### EJERCICIO PLANTEADO A:
Indica si cada afirmación concuerda con el fragmento sobre «Succession» y responde sí o no, citando literalmente las palabras del fragmento que lo deciden. (i) El fragmento atribuye la creación de la serie a Jesse Amstrong. (ii) Según el fragmento, la mayor parte de los capítulos de la tercera y la cuarta temporada funcionan como una unidad cerrada. (iii) El fragmento sostiene que los personajes de la serie cambian y evolucionan al final.
### EJERCICIO PLANTEADO B:
Prosigue el fragmento sobre «Succession» a partir de su última oración.

### FRAGMENTO PROPORCIONADO:
___
Empecemos, sin embargo, con los aciertos de la serie creada por Jesse Amstrong. Porque esos aciertos están ahí y nadie se los va a quitar. El primero de ellos, la creación de unos personajes carismáticos que han calado hondo en la psique colectiva precisamente porque atacan directamente al ser humano común por una doble vía: por la vía de la aspiración (al fin y al cabo, todos queremos ser ricos y famosos) y por la vía del traumita (quién esté libre de movidas paterno-filiales y familiares, que tire la primera piedra). Si no te has visto reflejado en alguno de los hijos de la familia Roy, incluso en Logan, felicidades: formas parte del selecto 1% de la población humana desprovisto de traumas heredados en el árbol familiar.
Pero hay que reconocer, además, que el carisma de Kendall, Roman, Siohban e incluso Connor va más allá del papel que cada uno juega en la familia: todos (y los que orbitan a su alrededor, como Tom y Greg) encarnan comportamientos y emociones primigenios con los que todos tenemos que lidiar en nuestro día a día. Aunque no sea en la cúpula de una de las empresas más poderosas del mundo, todos chapoteamos en un clima de aspiraciones laborales, envidias y estrategias en las que de repente te das cuenta de que, sí, eso que dicen por ahí de que el mundo funciona en base al «pisa o serás pisado» es totalmente cierto.
Los personajes y su infinito carisma son el corazón del otro gran acierto de «Succession«: una trama apasionante en la que la dinámica de una familia está profundamente enraizada y trenzada con las conspiraciones y escándalos del devenir de la empresa familiar. Un argumento puramente shakesperiano en lo que tiene de juegos de poder e intrigas palaciegas que incluyen a líderes déspotas, aspirantes al trono con delirios de grandeza, mujeres fatales e incluso alguna que otra muerte trágica.
La trama de «Succession» es impecable y ha mantenido la atención (y la pasión) del espectador durante cuatro temporadas impecables. En parte, gracias al magistral uso del lenguaje cinematográfico que los distintos realizadores han sabido sublimar de nuevo partiendo de otro precepto muy shakesperiano: sobre todo en su primera y en su segunda temporada, la mayor parte de los capítulos funcionan como una unidad de sentido cerrada en sí misma. Un escenario, un grupo de personajes reducido… y barra libre de vilezas humanas tejidas como un manto por hilanderas diabólicas.
«Succession» ha sabido manejar la tensión narrativa como pocas series de las últimas décadas. Ha sido como vivir continuamente en la Boda Roja de «Juego de Tronos«, con esa tensión que se palpa en el ambiente y que es capaz de trascender la pantalla de la televisión para invadir tu salón y, de paso, tu ánimo. Pero esto no quita que, a tenor del grand finale de la cuarta temporada que acabamos de gozar, no sea inevitable considerar la serie como un conjunto, analizarla en perspectiva, celebrarla en todos los logros mencionados (y algunos más) y, a la vez, admitir que también tiene sus puntos flacos.
En concreto, hay un punto flaco que me mata especialmente. Y es que, vista desde el aquí y ahora, la serie se ha alargado mucho más de lo que suelo considerar necesario. Al fin y al cabo, y aunque soy consciente de que siempre existen excepciones (y suelo festejarlas por todo lo alto), sigo creyendo que una buena ficción es aquella que presenta a unos personajes a los que les ocurren todo un conjunto de cosas que hacen que, al final de todo, no sean los mismos. Que hayan cambiado. Que hayan evolucionado. Y esto no ocurre en «Succession».
___
[Registros de un conjunto de datos]
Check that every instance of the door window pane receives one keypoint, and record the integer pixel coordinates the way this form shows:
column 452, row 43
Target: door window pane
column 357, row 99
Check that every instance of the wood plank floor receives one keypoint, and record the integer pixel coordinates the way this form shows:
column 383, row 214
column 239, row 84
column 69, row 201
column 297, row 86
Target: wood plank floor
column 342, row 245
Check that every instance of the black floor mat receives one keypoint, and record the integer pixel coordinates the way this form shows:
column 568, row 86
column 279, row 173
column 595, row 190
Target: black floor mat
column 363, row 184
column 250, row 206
___
### RESPUESTA REDACTADA A:
(i) Sí: «la serie creada por Jesse Amstrong».
(ii) No: «sobre todo en su primera y en su segunda temporada, la mayor parte de los capítulos funcionan como una unidad de sentido cerrada en sí misma».
(iii) No: «Que hayan cambiado. Que hayan evolucionado. Y esto no ocurre en «Succession».»

### RESPUESTA REDACTADA B:
La fórmula de la serie creada por Armstrong queda establecida con solidez en su primera temporada. Ya lo he mencionado más arriba: personajes carismáticos con los que el espectador se identifica, capítulos que son como grandes escenas teatrales en un lugar concreto y fascinante, la tensión (implícita y/o explícita) como río subterráneo que hace avanzar el conjunto… Todo bien, pero esa fórmula se va erosionando conforme pasan las temporadas. A partir de la tercera temporada, cada vez hay menos capítulos como unidad de sentido y se favorece la narración tradicional con arcos que abarcan diferentes episodios.
Y lo que es peor: los personajes no avanzan, no evolucionan, sino que simple y llanamente se limitan a girar sobre sí mismos y sobre el eje de su propia podredumbre moral. Todos acaban en la misma casilla de la que partieron. Esto, por otra parte, es una maravilla: es la forma que tiene «Succession» de decirte que este tipo de gente forrada de dinero nunca cambia. Son gente que, de hecho, desprecian el dinero y solo lo ansían como facilitador e indicador del poder. Y esa ansia de poder está por encima de su propia condición humana. Muy por encima de su propia familia.
Definitivamente, esta gente no evoluciona. Pero a lo mejor no hacían falta cuatro temporadas para retratar a unos personajes que no evolucionan. La primera y la segunda temporada establecen las bases de la trama de «Succession» y ofrecen a cada hijo de la familia Roy su momento para brillar… A partir de ahí, la confrontación con otra familia rival que es como su negativo fotográfico demócrata es divertida e interesante, pero nunca acaba de aterrizar y, de hecho, cuando aparece el gigante sueco, si te he visto no me acuerdo. Y de nuevo, el gigante sueco, que podría enriquecer a los personajes por la vía del contraste, vuelve a reforzar lo que ya hemos visto una y otra vez: que todos, absolutamente todos, son igual de deleznables.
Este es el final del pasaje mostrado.